▶ **Excerpted text**:
Review: Bombshell: The Hedy Lamarr Story

The film curiously steers toward surmising Hedy Lamarr’s psychological state as it pertained to love and pleasure.

Bombshell: The Hedy Lamarr Story

Alexandra Dean’s Bombshell: The Hedy Lamarr Story is content to trot through the highs and lows of Hedy Lamarr’s career and personal life. Dean calls upon famous faces, like Lamarr’s close friends Mel Brooks and the late Robert Osborne, to provide testimony for the actress’s infectious personality, while Lamarr’s family members retrieve documents and personal items to help explain each successive phase of her life. The most convincing voice is Lamarr, whose never-broadcast audio interview with a reporter in 1990 is used as voiceover throughout. But Dean’s general reliance on talking heads, archival photographs, and a persistent piano-driven score steadily flatten the film into repetitious sequences of facts, speculation, and reverie.

Dean comprehends Lamarr’s story through the lens of the actress’s lesser-known ambitions as an inventor. In 1942, in the midst of a lucrative contract at MGM, Lamarr and composer George Antheil were given a patent for creating a device that would resolve issues that the Navy had encountered with broken frequencies and torpedoes. However, the Navy declined to use their work, believing that Lamarr would be a greater asset selling war bonds and performing in U.S.O. shows. In later years, Lamarr and Anthiel’s work became the basis for Wi-Fi and Bluetooth. While this event works as the inciting incident for this documentary, Dean remains beholden to a comprehensive perspective of Lamarr’s life that’s unwilling to spare the Hollywood angle to more thoroughly define the actress’s apparent brilliance as a scientist.

▶ **Data provided**:

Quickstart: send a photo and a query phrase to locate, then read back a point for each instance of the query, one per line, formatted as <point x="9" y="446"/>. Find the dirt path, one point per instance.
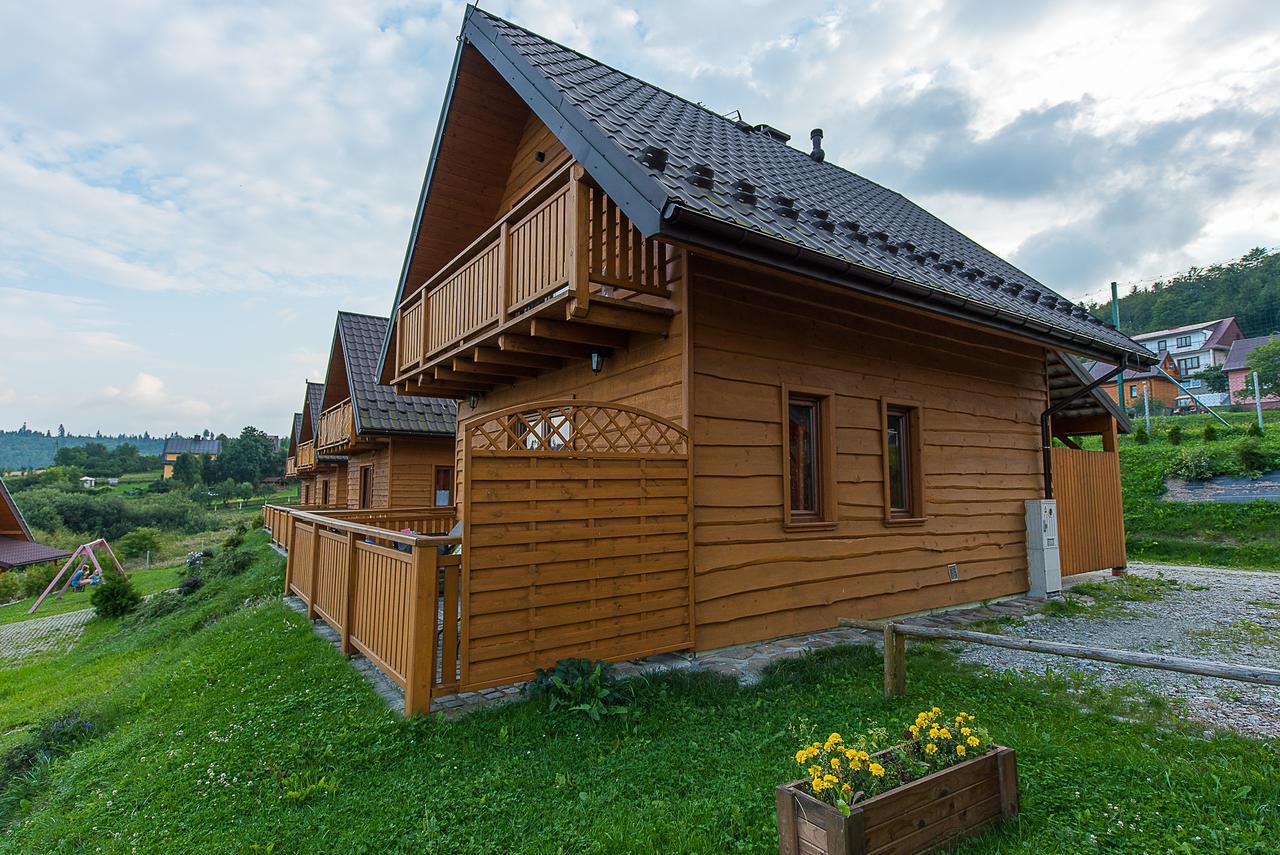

▶ **What you need to do**:
A. Answer each question from the review of Bombshell: The Hedy Lamarr Story, one answer per line and marked to match.
(i) In what year did Lamarr give the audio interview that serves as the film's voiceover?
(ii) With whom did Lamarr receive a patent in 1942?
(iii) What did the Navy believe Lamarr would be more useful doing?
B. Decide whether each statement agrees with the review of Bombshell: The Hedy Lamarr Story. Answer yes or no and quote the words of the review that decide it.
(i) Mel Brooks appears in the documentary.
(ii) The Navy put the device patented by Lamarr into use.
(iii) Lamarr received the patent while under contract at MGM.
C. Resume the review of Bombshell: The Hedy Lamarr Story, starting after its final sentence.

▶ **Task-by-task answers**:
A.
(i) 1990
(ii) The composer George Antheil
(iii) Selling war bonds and performing in U.S.O. shows

B.
(i) Yes: "Dean calls upon famous faces, like Lamarr’s close friends Mel Brooks and the late Robert Osborne"
(ii) No: "the Navy declined to use their work"
(iii) Yes: "In 1942, in the midst of a lucrative contract at MGM, Lamarr and composer George Antheil were given a patent"

C.
Bombshell is essentially a formulaic biopic in documentary garbs. Discussions of Lamarr’s work as a movie star are made into dutiful presentations of her most notable films, ranging from her breakout role in 1940’s Boom Town to her self-financed bomb Loves of Three Queens, released in 1954, which left her near bankruptcy. While acting undoubtedly defined Lamarr’s public and private life during the 1940s and ’50s, Dean makes little case for the cultural relevance of the movies spotlighted throughout—an oversight that becomes particularly egregious when a clip from 1942’s White Cargo, in which Lamarr plays an African seductress, comes and goes without any discussion of the film’s representation of race. The interviewees compliment Lamarr at the expense of analyzing her acting career as anything other than a fact of her life, meaning every clip is only instructive to the viewer as such.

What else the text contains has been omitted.